> _Objective_: Rewrite the lines below as a numbered list, skipping any blank ones and leaving out the picture.

## START Records for the task

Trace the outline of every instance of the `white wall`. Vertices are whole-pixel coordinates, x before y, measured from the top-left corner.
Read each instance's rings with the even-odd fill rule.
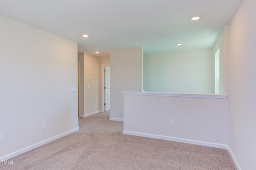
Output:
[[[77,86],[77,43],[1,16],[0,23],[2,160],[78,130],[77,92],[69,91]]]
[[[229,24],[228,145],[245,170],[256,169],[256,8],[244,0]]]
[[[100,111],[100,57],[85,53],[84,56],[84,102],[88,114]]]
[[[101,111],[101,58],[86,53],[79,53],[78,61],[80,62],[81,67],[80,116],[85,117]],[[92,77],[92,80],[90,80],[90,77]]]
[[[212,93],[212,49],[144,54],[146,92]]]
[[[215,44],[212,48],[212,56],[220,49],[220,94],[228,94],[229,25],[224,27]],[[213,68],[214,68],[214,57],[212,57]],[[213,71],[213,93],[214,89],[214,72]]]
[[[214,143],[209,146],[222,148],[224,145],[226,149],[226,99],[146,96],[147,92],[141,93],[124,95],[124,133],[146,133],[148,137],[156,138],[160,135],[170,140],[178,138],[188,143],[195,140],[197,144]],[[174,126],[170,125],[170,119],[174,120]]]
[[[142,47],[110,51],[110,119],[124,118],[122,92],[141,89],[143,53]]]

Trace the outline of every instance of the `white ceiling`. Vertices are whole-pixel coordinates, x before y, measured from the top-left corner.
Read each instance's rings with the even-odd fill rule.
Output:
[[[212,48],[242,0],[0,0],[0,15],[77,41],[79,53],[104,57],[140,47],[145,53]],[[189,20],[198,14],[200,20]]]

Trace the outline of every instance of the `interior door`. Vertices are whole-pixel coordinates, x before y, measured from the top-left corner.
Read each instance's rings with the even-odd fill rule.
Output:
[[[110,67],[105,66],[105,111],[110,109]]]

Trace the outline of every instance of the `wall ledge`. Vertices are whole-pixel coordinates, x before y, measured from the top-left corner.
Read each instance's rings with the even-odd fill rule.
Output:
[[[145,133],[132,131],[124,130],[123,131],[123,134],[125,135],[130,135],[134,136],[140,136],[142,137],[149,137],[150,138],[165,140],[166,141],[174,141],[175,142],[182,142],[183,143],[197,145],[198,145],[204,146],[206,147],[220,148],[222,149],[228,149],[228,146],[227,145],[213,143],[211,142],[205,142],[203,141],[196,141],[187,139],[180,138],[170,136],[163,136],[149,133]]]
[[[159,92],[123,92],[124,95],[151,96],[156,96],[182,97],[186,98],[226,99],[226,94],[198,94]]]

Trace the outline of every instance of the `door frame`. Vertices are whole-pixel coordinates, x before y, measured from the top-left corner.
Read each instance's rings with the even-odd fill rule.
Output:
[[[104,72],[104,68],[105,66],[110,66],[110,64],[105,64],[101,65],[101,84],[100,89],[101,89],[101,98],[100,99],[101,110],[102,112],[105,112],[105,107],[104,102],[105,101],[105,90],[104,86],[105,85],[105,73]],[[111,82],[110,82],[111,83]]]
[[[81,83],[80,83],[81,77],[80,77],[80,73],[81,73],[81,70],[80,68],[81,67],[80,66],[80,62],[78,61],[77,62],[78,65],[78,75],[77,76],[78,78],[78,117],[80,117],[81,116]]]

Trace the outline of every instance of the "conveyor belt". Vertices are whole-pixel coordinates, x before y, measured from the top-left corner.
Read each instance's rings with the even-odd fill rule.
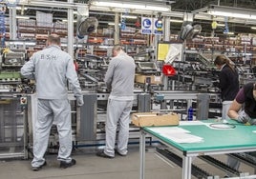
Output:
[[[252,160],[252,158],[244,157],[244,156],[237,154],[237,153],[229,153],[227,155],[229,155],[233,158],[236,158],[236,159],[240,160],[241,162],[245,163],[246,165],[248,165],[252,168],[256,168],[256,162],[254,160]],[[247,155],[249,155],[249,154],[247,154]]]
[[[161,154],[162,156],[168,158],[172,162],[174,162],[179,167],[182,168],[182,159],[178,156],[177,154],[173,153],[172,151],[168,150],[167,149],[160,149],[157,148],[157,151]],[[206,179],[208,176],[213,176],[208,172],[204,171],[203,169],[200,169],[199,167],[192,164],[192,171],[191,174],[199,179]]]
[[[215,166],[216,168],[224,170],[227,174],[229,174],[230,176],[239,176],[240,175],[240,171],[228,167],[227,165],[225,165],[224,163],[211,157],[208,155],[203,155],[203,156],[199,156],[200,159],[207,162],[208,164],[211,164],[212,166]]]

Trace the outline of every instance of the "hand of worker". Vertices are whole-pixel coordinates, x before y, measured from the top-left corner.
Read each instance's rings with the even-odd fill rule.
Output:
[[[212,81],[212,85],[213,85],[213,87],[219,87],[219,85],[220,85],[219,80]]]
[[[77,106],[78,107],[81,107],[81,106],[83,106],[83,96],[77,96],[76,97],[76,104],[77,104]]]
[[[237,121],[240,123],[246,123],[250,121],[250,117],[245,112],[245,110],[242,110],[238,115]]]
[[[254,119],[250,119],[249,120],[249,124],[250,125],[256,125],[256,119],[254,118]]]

## END Records for the task

> _Answer below_:
1. Trace the outline of every instance of the `white wall`. Vertices are whole-pixel coordinates, x before y, measured from the top-left corner.
2. Read each instance's rings with the even-odd fill rule.
3. Output:
4. [[[77,86],[77,43],[1,16],[0,23],[2,160],[78,130],[77,92],[69,91]]]
5. [[[229,24],[228,145],[245,170],[256,169],[256,8],[244,0]]]
6. [[[100,111],[100,57],[85,53],[84,56],[84,102],[88,114]]]
7. [[[101,111],[101,58],[86,53],[79,53],[78,61],[80,62],[81,67],[80,116],[85,117]],[[92,77],[92,80],[90,80],[90,77]]]
8. [[[212,93],[212,49],[144,54],[146,92]]]
9. [[[215,44],[212,48],[212,56],[220,49],[220,94],[228,94],[229,25],[224,27]],[[213,68],[214,68],[214,57],[212,57]],[[213,71],[213,93],[214,89],[214,72]]]
10. [[[214,143],[209,146],[222,148],[224,145],[226,149],[226,99],[146,96],[147,92],[141,93],[124,95],[124,133],[146,133],[148,137],[156,138],[160,135],[170,140],[178,138],[188,143],[195,140],[197,144]],[[174,126],[170,125],[170,119],[174,120]]]
11. [[[142,47],[110,51],[110,119],[124,118],[122,92],[141,89],[143,53]]]
12. Trace the outline of every instance of the `white ceiling`. Vertices are whole-pixel coordinates, x before y, measured from the top-left corner.
13. Read each instance's rings with the even-odd fill rule.
14. Output:
15. [[[212,48],[242,0],[0,0],[0,15],[77,41],[79,53],[104,57],[140,47],[145,53]],[[189,20],[198,14],[200,20]]]
16. Trace the outline of every instance of the `interior door`. Vertices are whole-pixel coordinates, x before y, measured from the top-left corner.
17. Read each instance's rings with the even-odd fill rule.
18. Output:
19. [[[110,67],[105,66],[105,111],[110,109]]]
20. Trace the outline of every instance of the `wall ledge`. Vertices are whole-pixel coordinates, x before y, measured from the top-left corner.
21. Read each instance's rings with the even-odd fill rule.
22. Output:
23. [[[145,133],[132,131],[124,130],[123,131],[123,134],[125,135],[130,135],[134,136],[140,136],[142,137],[149,137],[150,138],[165,140],[166,141],[174,141],[175,142],[182,142],[183,143],[197,145],[198,145],[204,146],[206,147],[220,148],[222,149],[228,149],[228,146],[227,145],[213,143],[211,142],[205,142],[203,141],[196,141],[187,139],[180,138],[170,136],[163,136],[149,133]]]
24. [[[159,92],[123,92],[124,95],[151,96],[156,96],[182,97],[186,98],[226,99],[226,94],[198,94]]]
25. Trace the outline of every instance of the `door frame`. Vertices are whole-pixel coordinates, x before y, measured from the top-left corner.
26. Read each instance's rings with the even-odd fill rule.
27. Output:
28. [[[104,72],[104,68],[105,66],[110,66],[110,64],[105,64],[101,65],[101,84],[100,89],[101,89],[101,98],[100,99],[101,110],[102,112],[105,112],[105,107],[104,102],[105,101],[105,90],[104,86],[105,85],[105,73]],[[111,82],[110,82],[111,83]]]
29. [[[81,83],[80,83],[81,77],[80,77],[80,73],[81,73],[81,70],[80,68],[81,67],[80,66],[80,62],[78,61],[77,62],[78,65],[78,75],[77,76],[78,78],[78,117],[80,117],[81,116]]]
30. Trace the outline of every instance of the "conveyor belt". Vertices are whole-pixel coordinates, x before y, measured from the top-left corner.
31. Read each instance's rings with the even-odd fill rule.
32. Output:
33. [[[252,160],[252,158],[244,157],[244,156],[237,154],[237,153],[229,153],[227,155],[229,155],[233,158],[236,158],[236,159],[240,160],[241,162],[245,163],[246,165],[248,165],[252,168],[256,168],[256,162],[254,160]],[[247,155],[249,155],[249,154],[247,154]]]
34. [[[161,154],[162,156],[168,158],[172,162],[174,162],[179,167],[182,168],[182,159],[178,156],[177,154],[173,153],[172,151],[168,150],[167,149],[160,149],[157,148],[157,151]],[[206,179],[208,176],[213,176],[208,172],[204,171],[203,169],[200,169],[199,167],[192,164],[192,171],[191,174],[199,179]]]
35. [[[215,166],[216,168],[224,170],[227,174],[229,174],[230,176],[239,176],[240,175],[240,171],[228,167],[227,165],[225,165],[224,163],[211,157],[208,155],[203,155],[203,156],[199,156],[200,159],[207,162],[208,164],[211,164],[212,166]]]
36. Trace the outline of every instance of the "hand of worker". Vertices are whole-pixel coordinates, x before y, measured from the top-left corner.
37. Read each instance's rings with the even-odd fill rule.
38. Output:
39. [[[212,81],[212,85],[213,85],[213,87],[219,87],[219,85],[220,85],[219,80]]]
40. [[[77,106],[78,107],[81,107],[81,106],[83,106],[83,96],[77,96],[76,97],[76,104],[77,104]]]
41. [[[237,121],[240,123],[246,123],[250,121],[250,117],[245,112],[245,110],[242,110],[238,115]]]
42. [[[254,119],[250,119],[249,120],[249,124],[250,125],[256,125],[256,119],[254,118]]]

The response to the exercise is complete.